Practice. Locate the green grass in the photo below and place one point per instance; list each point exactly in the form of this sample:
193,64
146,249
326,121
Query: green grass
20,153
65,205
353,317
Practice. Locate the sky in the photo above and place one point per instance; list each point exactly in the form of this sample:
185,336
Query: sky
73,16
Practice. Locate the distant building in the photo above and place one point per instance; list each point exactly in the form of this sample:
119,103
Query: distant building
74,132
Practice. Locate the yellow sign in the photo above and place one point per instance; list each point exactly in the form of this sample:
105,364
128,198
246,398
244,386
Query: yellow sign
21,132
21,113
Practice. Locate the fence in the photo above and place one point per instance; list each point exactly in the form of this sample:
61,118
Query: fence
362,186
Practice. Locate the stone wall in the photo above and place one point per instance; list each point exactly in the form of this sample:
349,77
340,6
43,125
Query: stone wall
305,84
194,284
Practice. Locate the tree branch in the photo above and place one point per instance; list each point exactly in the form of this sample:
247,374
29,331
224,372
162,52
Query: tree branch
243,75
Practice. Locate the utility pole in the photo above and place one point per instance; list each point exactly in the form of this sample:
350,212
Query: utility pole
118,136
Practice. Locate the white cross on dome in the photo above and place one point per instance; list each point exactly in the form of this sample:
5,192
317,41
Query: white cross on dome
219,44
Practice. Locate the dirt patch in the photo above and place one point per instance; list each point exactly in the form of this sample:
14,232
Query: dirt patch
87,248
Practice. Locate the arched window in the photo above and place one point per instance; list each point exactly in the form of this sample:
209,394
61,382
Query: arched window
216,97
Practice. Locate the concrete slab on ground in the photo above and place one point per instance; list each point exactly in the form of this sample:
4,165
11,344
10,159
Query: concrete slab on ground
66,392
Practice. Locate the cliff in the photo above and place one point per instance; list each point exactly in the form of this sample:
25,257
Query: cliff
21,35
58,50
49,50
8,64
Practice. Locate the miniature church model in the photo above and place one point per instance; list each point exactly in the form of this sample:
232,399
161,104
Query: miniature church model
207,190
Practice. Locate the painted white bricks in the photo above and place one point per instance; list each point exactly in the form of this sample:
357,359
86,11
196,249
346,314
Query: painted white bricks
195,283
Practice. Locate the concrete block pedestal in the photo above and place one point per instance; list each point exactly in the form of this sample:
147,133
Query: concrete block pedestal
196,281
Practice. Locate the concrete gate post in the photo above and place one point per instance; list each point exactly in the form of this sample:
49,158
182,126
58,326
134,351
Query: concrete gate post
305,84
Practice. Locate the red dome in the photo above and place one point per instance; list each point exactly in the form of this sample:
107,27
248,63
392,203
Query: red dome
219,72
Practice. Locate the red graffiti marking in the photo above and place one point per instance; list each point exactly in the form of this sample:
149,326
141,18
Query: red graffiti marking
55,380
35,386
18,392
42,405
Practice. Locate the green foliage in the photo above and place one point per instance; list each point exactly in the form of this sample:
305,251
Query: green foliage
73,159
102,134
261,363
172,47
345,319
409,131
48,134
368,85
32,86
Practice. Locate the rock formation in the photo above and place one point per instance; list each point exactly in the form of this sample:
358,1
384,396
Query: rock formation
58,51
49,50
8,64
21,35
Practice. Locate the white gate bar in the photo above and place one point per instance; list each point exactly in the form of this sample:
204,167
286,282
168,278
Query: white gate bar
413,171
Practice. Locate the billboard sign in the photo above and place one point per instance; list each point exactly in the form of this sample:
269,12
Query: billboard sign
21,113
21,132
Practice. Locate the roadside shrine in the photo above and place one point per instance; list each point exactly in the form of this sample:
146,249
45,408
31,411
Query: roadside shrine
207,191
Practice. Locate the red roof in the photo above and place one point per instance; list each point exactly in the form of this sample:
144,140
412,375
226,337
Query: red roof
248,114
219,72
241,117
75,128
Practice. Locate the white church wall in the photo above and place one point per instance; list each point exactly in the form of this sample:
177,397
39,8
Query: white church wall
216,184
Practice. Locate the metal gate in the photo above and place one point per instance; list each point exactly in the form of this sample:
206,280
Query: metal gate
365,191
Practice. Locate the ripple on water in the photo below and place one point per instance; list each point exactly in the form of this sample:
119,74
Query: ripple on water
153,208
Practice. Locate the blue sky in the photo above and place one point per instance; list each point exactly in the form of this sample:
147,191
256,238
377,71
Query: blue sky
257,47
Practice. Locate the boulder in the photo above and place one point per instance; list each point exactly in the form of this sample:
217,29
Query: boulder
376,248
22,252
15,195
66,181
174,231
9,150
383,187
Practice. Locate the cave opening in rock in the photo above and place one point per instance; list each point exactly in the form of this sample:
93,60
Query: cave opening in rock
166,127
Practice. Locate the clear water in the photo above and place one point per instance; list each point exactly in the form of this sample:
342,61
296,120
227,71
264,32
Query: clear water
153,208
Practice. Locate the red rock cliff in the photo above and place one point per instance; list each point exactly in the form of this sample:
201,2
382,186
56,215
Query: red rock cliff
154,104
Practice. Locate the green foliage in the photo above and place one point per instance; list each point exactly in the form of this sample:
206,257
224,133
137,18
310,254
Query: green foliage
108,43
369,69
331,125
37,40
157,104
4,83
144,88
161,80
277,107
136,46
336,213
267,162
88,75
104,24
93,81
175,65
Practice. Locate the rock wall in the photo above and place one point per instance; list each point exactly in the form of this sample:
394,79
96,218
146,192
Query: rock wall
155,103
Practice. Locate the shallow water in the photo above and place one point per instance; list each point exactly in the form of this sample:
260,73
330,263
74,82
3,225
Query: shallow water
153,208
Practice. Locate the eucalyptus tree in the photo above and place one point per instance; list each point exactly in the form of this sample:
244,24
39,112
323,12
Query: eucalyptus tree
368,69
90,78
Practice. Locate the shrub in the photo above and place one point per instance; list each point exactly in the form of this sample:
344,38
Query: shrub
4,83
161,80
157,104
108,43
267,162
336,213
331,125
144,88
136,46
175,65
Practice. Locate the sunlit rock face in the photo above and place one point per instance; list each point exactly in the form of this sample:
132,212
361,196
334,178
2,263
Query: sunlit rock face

Task description> Show each line of the listing that holds the string "sunlit".

Answer for this exercise>
Practice. Locate the sunlit rock face in the photo above and place one point per instance; list each point exactly in the form of this sample:
Query: sunlit rock face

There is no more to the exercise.